* REQUIRED ACTION:
In the listing below, every line with the word "bulb" needs to be copied.

* DATA:
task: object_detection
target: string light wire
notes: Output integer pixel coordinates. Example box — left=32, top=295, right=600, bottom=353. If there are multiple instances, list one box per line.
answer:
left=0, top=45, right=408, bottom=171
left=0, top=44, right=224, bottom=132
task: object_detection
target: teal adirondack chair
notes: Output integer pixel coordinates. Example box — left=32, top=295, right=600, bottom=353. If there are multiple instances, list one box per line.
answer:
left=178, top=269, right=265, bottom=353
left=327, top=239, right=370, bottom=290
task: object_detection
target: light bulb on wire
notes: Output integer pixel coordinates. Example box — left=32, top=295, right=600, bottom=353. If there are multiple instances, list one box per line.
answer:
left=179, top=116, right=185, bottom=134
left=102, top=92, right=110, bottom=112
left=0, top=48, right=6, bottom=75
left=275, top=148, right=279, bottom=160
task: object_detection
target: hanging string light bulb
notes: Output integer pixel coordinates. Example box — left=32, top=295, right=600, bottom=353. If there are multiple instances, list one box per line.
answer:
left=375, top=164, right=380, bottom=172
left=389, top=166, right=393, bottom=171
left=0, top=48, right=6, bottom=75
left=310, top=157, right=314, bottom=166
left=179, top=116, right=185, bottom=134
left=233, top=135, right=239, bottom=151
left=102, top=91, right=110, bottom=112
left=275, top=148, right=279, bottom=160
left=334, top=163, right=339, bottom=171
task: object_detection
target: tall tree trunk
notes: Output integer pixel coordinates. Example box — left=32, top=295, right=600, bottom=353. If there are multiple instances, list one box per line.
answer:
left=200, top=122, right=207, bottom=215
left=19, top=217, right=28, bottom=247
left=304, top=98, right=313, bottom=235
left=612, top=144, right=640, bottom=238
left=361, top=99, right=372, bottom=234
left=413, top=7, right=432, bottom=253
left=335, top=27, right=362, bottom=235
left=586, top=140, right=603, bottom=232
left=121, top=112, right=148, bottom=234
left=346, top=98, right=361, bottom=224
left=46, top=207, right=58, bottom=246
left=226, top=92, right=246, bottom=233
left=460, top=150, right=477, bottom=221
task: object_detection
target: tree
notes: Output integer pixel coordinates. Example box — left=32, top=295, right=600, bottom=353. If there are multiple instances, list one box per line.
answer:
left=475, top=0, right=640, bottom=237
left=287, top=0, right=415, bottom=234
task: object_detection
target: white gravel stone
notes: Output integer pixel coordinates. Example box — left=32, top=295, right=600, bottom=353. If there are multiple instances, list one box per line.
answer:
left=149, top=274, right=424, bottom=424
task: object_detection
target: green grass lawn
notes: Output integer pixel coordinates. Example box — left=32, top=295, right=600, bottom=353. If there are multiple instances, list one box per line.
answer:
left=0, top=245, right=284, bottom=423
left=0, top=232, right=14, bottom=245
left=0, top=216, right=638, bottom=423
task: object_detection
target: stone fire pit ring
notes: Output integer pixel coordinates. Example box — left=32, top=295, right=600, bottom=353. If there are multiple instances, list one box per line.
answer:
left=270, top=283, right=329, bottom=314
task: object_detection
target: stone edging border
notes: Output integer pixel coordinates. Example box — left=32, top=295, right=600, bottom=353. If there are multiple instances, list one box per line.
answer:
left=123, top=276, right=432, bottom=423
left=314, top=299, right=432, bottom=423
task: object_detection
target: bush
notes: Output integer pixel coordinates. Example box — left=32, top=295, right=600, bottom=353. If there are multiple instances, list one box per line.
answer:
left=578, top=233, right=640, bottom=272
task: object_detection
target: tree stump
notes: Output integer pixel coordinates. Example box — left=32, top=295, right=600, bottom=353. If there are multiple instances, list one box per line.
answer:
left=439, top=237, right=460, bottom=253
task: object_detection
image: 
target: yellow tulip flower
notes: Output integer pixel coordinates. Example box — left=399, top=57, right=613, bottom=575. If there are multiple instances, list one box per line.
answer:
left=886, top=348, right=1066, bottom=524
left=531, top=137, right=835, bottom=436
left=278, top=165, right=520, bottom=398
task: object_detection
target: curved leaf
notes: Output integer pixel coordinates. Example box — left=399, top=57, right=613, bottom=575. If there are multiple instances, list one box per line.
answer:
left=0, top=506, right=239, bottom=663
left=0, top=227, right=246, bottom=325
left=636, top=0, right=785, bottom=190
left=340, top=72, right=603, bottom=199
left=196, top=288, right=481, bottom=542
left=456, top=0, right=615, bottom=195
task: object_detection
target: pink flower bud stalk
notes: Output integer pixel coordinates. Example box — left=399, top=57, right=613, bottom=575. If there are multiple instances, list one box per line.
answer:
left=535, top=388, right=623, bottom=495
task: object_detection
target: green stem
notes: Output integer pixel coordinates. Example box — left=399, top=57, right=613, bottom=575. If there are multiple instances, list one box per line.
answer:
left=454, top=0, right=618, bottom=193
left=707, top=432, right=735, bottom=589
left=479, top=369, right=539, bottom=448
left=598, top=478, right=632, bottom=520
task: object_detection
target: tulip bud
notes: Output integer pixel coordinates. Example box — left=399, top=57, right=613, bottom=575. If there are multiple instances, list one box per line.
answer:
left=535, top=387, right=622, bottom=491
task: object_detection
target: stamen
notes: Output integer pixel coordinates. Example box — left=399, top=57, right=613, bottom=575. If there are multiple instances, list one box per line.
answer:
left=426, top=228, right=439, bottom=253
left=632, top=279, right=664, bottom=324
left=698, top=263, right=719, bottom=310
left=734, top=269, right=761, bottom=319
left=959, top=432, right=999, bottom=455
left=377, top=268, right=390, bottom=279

* RESULT OF THE TASK:
target: light bulb on wire
target: hanging string light bulb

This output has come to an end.